DATASET EXCERPTS:
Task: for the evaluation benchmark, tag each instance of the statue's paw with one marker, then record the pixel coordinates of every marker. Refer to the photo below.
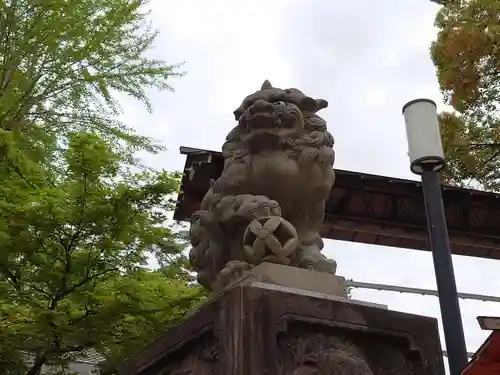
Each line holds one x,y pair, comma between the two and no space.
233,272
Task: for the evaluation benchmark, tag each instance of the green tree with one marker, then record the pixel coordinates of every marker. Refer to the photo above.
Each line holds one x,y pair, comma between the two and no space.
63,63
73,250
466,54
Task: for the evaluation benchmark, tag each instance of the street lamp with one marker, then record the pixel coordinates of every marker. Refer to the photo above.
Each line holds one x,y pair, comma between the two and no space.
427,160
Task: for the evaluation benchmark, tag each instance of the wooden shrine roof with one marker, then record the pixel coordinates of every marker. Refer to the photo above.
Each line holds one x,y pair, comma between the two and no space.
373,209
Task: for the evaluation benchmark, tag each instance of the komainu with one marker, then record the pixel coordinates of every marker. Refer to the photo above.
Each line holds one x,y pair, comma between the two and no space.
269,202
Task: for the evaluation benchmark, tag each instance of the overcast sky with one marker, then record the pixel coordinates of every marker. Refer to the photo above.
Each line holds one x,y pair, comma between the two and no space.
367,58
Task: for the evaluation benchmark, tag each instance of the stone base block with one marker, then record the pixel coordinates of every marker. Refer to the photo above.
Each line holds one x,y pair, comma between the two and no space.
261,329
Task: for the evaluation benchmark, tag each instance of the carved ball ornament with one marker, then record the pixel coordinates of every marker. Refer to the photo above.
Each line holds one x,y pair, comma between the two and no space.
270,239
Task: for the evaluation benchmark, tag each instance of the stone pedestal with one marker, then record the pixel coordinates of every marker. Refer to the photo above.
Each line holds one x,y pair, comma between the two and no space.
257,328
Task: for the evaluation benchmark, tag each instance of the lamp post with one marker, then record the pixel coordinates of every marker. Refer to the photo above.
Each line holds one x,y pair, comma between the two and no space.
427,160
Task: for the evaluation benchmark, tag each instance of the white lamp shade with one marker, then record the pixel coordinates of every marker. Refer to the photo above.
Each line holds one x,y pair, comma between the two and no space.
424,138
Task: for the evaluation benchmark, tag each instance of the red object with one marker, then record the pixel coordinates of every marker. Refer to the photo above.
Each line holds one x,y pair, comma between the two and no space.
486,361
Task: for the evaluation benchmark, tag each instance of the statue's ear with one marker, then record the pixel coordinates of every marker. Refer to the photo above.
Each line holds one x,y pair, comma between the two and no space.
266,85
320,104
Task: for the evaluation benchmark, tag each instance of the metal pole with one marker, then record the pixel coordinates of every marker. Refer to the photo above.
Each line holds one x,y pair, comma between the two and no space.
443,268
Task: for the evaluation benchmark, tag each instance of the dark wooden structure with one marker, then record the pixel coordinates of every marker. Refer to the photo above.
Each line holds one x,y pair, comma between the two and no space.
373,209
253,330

DESCRIPTION OF THE TASK: All of the entries above should be copied exactly, except for the pictures.

THE RESULT:
Task: for the evaluation benchmark, tag each instance of the statue's paw with one marker, then record the pixel coordinates of every marker. Refer to the photo below.
Each line holds one x,y pair, comma between the two and no space.
233,272
Task: for the evaluation benchmark, tag each instance of the green tree with one marker, then record the pixel coordinates of every marker. Refer to the photo above.
Each line holds one x,y pair, comma between the two and no space.
63,63
73,250
466,54
Task: for the evaluation benchmark, tag each instance of the street lamp with one marker, then record the pixel coordinates of every marker. Refer to the photo above.
Each line holds one x,y pair, comma between the two and no space.
427,160
Task: for the evaluation benchmark, tag each instance of the wooden shrine roof with one marker, then record the pixel coordinates of every marker. Refer to the photo above.
Each line holds one x,y pair, comma between the two and no space.
373,209
Task: for the evaluation benchmark, tag each instance of the komainu with one marker, then record the pixel coordinates of every marker. Refer to the photo above.
Each line holds one x,y pair, comma between the two and no space.
269,202
Task: for the evaluation benchmark, tag each instance of the overcast sky with one marker, then record the pixel coordinates of every marker. Refer to the photo above.
Each line holds one x,y pair, comma between the two and no space.
367,58
Task: for the evaluation benchmark, tag each instance of the stone base block with one marker, then record the pixel coordinates of every marker. Refer to the photo above.
Each line holds one x,y pair, comma between the two and no space.
261,329
Task: for the evaluation benchmark, tag each instance of the carved ball ornament with one marker, then record the pixel coordinates of every marker. Refer to the photo above.
Each line holds one x,y pair, comma between the two and no space.
270,239
Task: for the evaluation benchmark, tag each instance of the stone pedestal with one marker, then record the pixel coordinates of every marker. Refer to the photo above.
Each line holds one x,y pair, comma between the two and no space.
257,328
Task: for the evaluation benchmark, tag each instance of the lamp post with one marker, then record the pixel coordinates of every marker. Refer to the photo above.
Each line holds one x,y pair, comma between the two and no space.
427,160
Task: for the evaluation benchmark, tag each instance of the white lamp shade with one marker, then record the pixel coordinates of every marker. Refer to the photo above.
Each line holds one x,y pair, comma between the two and no space.
424,138
Task: for the evaluation benchmark, tag each instance of the red object with one marker, then record the pixel coordinates of every marker. Refer to the photo above.
Each line holds one x,y pair, comma between the two and no space.
486,361
Task: for the evaluation benchmark, tag each instance of the statue's ear with one marker, then record the pixel coordinates of every marker. Refer to the photo above.
Each line holds one x,y pair, comma between the two and no space.
266,85
320,104
Task: for the evaluation benchmark, tag each instance of the metal pole with one marker, then record the pixel coordinates of every marker. Refer to the photo above.
Each line holds one x,y pair, comma between the two and no space.
443,268
Task: for the evaluation benchmark, tag each instance of the dark wooden structure with one marker, then record the pixel coordinates of every marker. Refer to the photo above.
Each line holds one x,y pair, comma between the two and no space.
373,209
253,330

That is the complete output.